(Page):
■ ■ ■
# Sinfoni Desiderio



## Rainstar (May 22, 2017)

You dont see this on Ebay often if ever, not mine BTW.

https://www.ebay.com/itm/Sinfoni-La...058389?hash=item285d7b5fd5:g:ufsAAOSw48dbJHeT

Thats one hell of a shipping price


----------



## TomT (May 19, 2005)

Wow!!!


----------



## JimmyDee (Mar 8, 2014)

It's got a couple bids on it already... I wonder if they noticed the $3500 shipping fee.


----------



## dcfis (Sep 9, 2016)

That ain't no tube Mac


----------



## Rainstar (May 22, 2017)

Three hours left, at over $7000 including shipping currently


----------



## TomT (May 19, 2005)

Isn’t that more than retail? 

Or is this one of those “If you have to ask then you can’t afford it” type of things?
■ ■ ■
Extend the forum thread above about the Sinfoni Desiderio eBay listing with a few more replies, picking up after TomT's last post.
■ ■ ■
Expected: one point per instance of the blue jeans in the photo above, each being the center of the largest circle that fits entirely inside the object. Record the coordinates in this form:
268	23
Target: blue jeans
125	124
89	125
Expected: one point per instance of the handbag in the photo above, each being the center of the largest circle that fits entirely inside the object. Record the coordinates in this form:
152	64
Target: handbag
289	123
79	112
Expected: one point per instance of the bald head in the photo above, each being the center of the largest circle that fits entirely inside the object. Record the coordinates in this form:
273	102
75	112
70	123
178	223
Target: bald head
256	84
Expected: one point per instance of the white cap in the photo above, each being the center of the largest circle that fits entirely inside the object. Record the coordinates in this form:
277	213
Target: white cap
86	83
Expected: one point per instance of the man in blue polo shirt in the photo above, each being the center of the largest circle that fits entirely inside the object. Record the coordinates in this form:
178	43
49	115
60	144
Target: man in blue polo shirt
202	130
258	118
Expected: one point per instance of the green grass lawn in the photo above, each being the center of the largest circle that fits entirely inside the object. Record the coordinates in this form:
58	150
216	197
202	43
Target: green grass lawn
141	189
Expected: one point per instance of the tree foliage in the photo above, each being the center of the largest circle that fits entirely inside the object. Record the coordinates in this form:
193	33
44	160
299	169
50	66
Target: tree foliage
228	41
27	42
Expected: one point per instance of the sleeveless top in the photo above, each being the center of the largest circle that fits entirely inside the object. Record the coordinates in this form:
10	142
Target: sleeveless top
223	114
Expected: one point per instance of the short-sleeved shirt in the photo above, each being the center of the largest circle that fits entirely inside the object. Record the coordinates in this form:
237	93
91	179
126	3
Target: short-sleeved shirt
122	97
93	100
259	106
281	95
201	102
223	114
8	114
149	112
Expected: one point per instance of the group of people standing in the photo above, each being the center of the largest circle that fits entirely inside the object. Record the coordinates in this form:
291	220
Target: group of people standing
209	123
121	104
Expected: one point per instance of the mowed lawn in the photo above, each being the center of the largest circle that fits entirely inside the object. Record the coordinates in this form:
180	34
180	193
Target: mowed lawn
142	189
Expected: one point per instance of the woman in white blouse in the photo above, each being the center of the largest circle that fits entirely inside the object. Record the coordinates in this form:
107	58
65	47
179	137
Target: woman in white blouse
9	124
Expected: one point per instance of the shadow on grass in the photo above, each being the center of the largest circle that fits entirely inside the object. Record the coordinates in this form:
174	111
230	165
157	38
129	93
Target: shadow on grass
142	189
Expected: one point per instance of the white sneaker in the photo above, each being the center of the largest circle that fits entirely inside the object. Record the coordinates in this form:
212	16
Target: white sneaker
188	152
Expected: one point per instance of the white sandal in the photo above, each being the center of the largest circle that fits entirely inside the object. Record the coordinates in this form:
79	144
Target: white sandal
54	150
■ ■ ■
(Result):
----------



## AyOne (Sep 24, 2016)

I’d love to have it but it’s one of those if I can my see it first I’ll pass kinda things.


----------



## Rainstar (May 22, 2017)

TomT said:


> Isn’t that more than retail?
> 
> Or is this one of those “If you have to ask then you can’t afford it” type of things?


depends on where you retail it, in japan its $18,000 some crazy import price.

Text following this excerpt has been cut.